■ CHALLENGE ■
Copy the data from the line with "Target: forehead" to the line with "[(988, 716)]", keeping every line in full, and shift each x and y coordinate in the answer points by -57. Give only those lines.
------ GIVEN INFORMATION
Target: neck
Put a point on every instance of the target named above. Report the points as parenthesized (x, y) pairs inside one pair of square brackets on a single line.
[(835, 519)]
------------
------ GIVEN INFORMATION
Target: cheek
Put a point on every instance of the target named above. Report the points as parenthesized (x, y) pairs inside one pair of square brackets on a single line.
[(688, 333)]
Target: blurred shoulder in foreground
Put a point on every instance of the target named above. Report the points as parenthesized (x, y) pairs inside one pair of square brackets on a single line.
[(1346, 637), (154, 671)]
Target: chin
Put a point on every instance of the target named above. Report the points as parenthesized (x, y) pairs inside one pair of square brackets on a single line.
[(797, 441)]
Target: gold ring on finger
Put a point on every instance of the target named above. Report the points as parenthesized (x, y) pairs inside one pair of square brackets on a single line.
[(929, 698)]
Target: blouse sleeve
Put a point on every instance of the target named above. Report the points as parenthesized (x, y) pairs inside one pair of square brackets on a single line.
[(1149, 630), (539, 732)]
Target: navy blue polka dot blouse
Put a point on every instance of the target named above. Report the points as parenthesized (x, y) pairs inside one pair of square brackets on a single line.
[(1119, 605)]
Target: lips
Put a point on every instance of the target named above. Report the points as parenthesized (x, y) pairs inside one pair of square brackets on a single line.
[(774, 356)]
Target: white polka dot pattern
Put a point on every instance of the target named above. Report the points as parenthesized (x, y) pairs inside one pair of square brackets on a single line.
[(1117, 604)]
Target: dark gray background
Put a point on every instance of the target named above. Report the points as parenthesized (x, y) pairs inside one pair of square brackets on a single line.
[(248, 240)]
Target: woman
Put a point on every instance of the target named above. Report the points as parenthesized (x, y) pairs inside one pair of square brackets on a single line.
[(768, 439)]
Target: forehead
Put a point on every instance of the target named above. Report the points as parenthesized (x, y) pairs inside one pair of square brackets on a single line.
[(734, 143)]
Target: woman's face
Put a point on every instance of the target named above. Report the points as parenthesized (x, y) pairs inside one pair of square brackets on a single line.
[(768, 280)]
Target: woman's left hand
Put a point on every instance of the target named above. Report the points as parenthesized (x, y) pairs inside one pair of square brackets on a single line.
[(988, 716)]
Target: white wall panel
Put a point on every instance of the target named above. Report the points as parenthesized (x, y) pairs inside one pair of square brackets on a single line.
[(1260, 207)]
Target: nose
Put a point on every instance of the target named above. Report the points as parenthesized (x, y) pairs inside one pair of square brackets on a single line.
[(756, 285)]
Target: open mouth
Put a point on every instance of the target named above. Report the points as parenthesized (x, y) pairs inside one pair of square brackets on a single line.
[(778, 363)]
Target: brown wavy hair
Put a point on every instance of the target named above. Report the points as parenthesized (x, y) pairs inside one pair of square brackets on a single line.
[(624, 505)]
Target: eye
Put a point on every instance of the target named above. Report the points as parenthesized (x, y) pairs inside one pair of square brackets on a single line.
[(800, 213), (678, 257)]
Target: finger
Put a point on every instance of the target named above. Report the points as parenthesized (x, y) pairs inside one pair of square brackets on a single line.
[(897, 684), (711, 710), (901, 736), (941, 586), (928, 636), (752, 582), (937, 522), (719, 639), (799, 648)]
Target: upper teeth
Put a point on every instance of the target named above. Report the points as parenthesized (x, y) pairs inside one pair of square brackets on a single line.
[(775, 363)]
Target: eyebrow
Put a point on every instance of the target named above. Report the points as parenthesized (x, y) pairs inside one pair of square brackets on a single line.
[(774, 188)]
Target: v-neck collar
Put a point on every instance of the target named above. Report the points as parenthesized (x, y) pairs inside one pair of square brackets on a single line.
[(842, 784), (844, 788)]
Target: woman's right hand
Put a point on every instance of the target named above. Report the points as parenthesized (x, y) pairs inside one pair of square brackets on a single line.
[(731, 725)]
------------
------ GIVEN INFORMATION
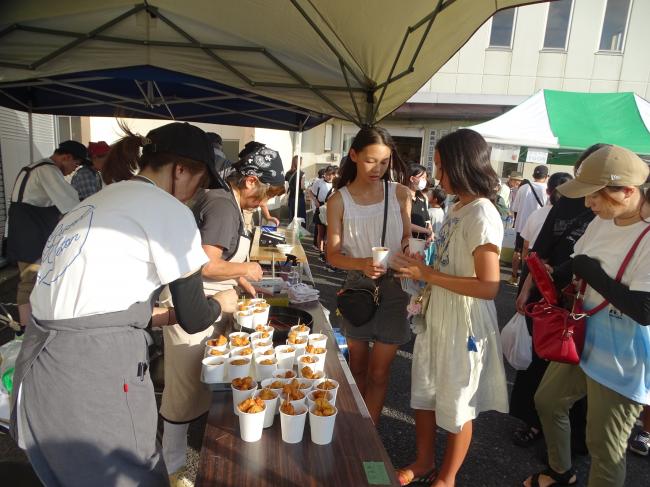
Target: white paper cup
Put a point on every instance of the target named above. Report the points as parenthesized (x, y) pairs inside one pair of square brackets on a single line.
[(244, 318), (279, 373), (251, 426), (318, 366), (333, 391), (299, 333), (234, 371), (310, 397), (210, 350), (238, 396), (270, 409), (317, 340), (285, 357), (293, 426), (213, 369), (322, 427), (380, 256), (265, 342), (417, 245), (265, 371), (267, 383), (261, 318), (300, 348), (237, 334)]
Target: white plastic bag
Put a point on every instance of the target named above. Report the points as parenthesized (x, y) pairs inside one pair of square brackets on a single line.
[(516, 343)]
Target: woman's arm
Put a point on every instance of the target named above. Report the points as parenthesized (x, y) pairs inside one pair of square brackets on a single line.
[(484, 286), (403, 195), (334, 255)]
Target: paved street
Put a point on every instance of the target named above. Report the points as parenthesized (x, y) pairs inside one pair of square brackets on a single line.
------------
■ ANSWER TO THE TASK ■
Target: forehead
Put a point on every instance of the target named above. Report the points as parenthesized (x, y) pairs inside one pair of square brackets on a single line.
[(677, 86)]
Target: woman's face
Put a point on every instance of the target named above. Report the points as parenthesized (x, y) pairs inside one pair of square brackets on a single line.
[(711, 223)]
Target: woman's left hand
Put a point on every instance of the target named above. Report the points as parenthesized (x, y) pairs inside one pair of square brackets on a single line.
[(931, 659)]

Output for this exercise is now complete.